> WHAT THIS TASK INVOLVES
Every record below should be retyped exactly, and no picture should appear in the copy.

Entries taken from a collection
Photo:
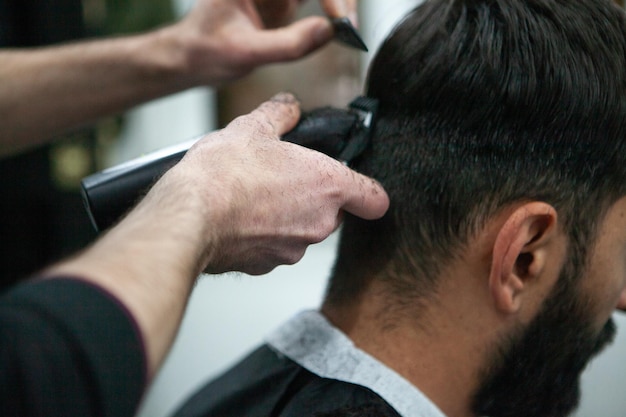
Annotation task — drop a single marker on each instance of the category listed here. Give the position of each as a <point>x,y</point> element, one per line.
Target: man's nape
<point>486,105</point>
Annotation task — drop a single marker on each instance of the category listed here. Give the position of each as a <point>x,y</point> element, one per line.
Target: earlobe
<point>520,254</point>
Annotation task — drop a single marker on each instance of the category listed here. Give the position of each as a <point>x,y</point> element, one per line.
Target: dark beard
<point>537,373</point>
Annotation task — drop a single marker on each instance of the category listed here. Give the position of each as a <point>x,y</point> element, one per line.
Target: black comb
<point>346,33</point>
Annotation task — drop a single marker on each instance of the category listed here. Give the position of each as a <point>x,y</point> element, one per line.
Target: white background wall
<point>229,315</point>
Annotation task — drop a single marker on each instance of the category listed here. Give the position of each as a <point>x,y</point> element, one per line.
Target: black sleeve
<point>68,348</point>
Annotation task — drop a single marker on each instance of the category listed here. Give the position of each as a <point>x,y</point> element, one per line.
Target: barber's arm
<point>46,91</point>
<point>240,200</point>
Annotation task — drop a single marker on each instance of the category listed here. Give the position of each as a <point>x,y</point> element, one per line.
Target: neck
<point>425,347</point>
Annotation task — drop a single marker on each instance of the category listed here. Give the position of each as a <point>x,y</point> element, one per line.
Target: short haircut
<point>484,103</point>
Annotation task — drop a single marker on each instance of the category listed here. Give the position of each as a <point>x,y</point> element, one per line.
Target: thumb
<point>364,196</point>
<point>272,118</point>
<point>292,42</point>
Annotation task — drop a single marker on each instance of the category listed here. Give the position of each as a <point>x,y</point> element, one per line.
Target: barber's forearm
<point>149,262</point>
<point>47,91</point>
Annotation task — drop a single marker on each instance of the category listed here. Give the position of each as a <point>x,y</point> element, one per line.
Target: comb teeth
<point>346,33</point>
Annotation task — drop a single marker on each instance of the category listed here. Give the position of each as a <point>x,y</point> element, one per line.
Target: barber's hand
<point>276,13</point>
<point>222,40</point>
<point>272,199</point>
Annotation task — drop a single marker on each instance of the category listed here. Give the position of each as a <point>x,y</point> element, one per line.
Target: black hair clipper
<point>342,134</point>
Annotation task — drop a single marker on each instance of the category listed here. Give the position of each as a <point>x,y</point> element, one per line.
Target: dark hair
<point>484,103</point>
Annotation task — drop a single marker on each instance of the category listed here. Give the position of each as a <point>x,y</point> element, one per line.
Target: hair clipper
<point>339,133</point>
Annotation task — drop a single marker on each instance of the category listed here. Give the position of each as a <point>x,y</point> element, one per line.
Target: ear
<point>524,247</point>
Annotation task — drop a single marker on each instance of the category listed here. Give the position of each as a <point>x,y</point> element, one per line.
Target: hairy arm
<point>240,200</point>
<point>47,91</point>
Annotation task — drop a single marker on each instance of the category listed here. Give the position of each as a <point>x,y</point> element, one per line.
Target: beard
<point>536,372</point>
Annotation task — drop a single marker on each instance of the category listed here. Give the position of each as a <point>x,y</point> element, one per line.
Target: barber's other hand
<point>221,40</point>
<point>267,200</point>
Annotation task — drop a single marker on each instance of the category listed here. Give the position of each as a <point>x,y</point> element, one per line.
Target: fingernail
<point>354,18</point>
<point>323,33</point>
<point>285,98</point>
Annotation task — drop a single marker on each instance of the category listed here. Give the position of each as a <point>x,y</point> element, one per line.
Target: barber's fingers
<point>290,42</point>
<point>271,119</point>
<point>363,196</point>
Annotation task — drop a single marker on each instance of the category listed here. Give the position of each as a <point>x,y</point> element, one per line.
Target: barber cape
<point>309,368</point>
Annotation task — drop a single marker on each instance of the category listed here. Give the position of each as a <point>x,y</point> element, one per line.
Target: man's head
<point>502,122</point>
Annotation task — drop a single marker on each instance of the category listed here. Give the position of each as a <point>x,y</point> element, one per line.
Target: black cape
<point>68,348</point>
<point>268,384</point>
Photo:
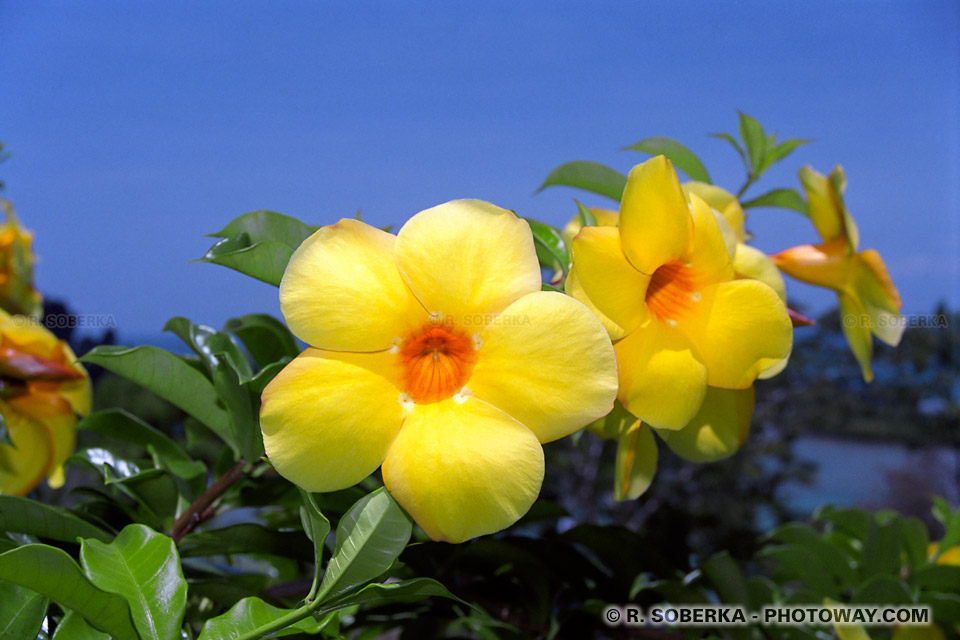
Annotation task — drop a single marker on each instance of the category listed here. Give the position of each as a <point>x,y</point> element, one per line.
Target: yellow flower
<point>869,301</point>
<point>664,285</point>
<point>17,294</point>
<point>42,388</point>
<point>435,354</point>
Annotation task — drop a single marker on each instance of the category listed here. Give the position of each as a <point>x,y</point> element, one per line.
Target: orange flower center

> ANSWER TO THIS TASK
Photo:
Annotation task — drop a single marker on each instance of the category listed here. Give the position of each as a <point>x,y</point> element, one per line.
Target: man's nape
<point>486,105</point>
Annotation task — drop a single marker on each instance of the category listed here. Give the position of each as a <point>x,y</point> element, one per line.
Target: earlobe
<point>520,254</point>
Annotation task — drop a single marker on each instance of the category listed here. Give the position of each as a <point>x,y</point> element, one per line.
Target: dark beard
<point>537,373</point>
Annotation task — drop a single marker on each instance of the category listed here. Give the position of each as a <point>x,y</point> element, one per line.
Target: black comb
<point>346,33</point>
Annotation task — drop a single marker on each instance of the category listed here. Give the position of each as a <point>x,y</point> element, one per line.
Target: white background wall
<point>229,315</point>
Annotation task — drop a single marker on each instance of the category listed here. Give the position of each as a <point>x,y</point> element, one per line.
Target: black sleeve
<point>68,348</point>
Annotation task — drop a single marker on each instance of the category listed here. Give the position of each as a <point>x,y</point> element, one per line.
Target: barber's arm
<point>46,91</point>
<point>240,200</point>
Annotation task — drop a single marker on each instance of the category listed here. Give the position of each as a <point>x,y</point> element, one per line.
Target: neck
<point>425,347</point>
Annotation task — drop a single marker on each instance of the category listed here. Give the position of each as a <point>x,y</point> element, one per line.
Target: short haircut
<point>484,103</point>
Annotation task — drop a single marker on each instance of the category listed here. Give the position of each as a <point>x,y</point> element, one per line.
Target: thumb
<point>364,196</point>
<point>272,118</point>
<point>292,42</point>
Annotation task — drop a single marker on each instance of the category listed here. Give the position of each as a <point>x,y</point> element, one per line.
Target: barber's forearm
<point>149,262</point>
<point>47,91</point>
Annotation task — drop a single marker on each instance of the category listed here. Give the position of each as a <point>x,y</point> element, one per line.
Target: comb teeth
<point>346,33</point>
Annotation task — drop a single marker on each instance of the category listed here. Give the position of each as a <point>x,y</point> element, one per line.
Target: barber's hand
<point>276,13</point>
<point>222,40</point>
<point>272,199</point>
Annotation task — drop a single marker on each instance of the category listed here. Give the position of each as a <point>x,y</point> element, one per line.
Target: black hair clipper
<point>342,134</point>
Annotation task — drop a single marker on each instance of the category listed here. Give the position of each as a <point>x,y</point> element, one per line.
Target: dark hair
<point>484,103</point>
Annotation task — drop a single marker on each instance of the category listed here. Give the position of each as a <point>x,y</point> element, one per line.
Target: hair clipper
<point>339,133</point>
Annotation task — drop a single marker on each instance of the category listed here. Give the position of each as a <point>x,y</point> element, one per line.
Target: ear
<point>524,247</point>
Annotation task — drop a single marker on each instance of the category listed here. Give the position of each as a <point>x,y</point> element, one per line.
Target: hairy arm
<point>240,200</point>
<point>47,91</point>
Annotation task — drop a single marker on each instance of the category listed here. Give the position of each as a <point>x,y</point> element, one per line.
Target: beard
<point>536,372</point>
Annotation task — drop a single marker on each instance of the category listed here. Give the position of each as a <point>x,y</point> element, one per line.
Target: barber's other hand
<point>221,40</point>
<point>267,200</point>
Annotation task — drop a single marker on each instance of the category listed here. Give the position of each as a <point>x,y</point> element, one per line.
Target: fingernail
<point>354,18</point>
<point>323,33</point>
<point>285,98</point>
Annotation task — drop a single marker on each instance of the category listed here. Give the position of each as a <point>x,y</point> element, one per line.
Target: barber's fingers
<point>290,42</point>
<point>271,119</point>
<point>363,196</point>
Annotation task — drop a single marker on each instance of the category listed here. Give the position of each as a <point>x,y</point> element, one per line.
Target: barber cape
<point>309,368</point>
Annotation task — drop a single marker on each instance of the category listed here. Give the position of each as a <point>x,y</point> element, one per line.
Target: man's head
<point>502,122</point>
Annotation task — drop a single marker on each instance of the category listed here. Give the position of each as a <point>x,y</point> element, one per line.
Target: black cape
<point>68,348</point>
<point>268,384</point>
Photo:
Annotation task — drop a single marker on each instance of the category listed here. Give the position of each as a <point>x,y</point> element, one per line.
Target: yellow flower
<point>869,301</point>
<point>664,285</point>
<point>17,294</point>
<point>42,388</point>
<point>435,354</point>
Annotation task — drop a single marker on each instance of the category listed here. Give the position of each as a <point>x,y</point> element, one per line.
Target: orange flower center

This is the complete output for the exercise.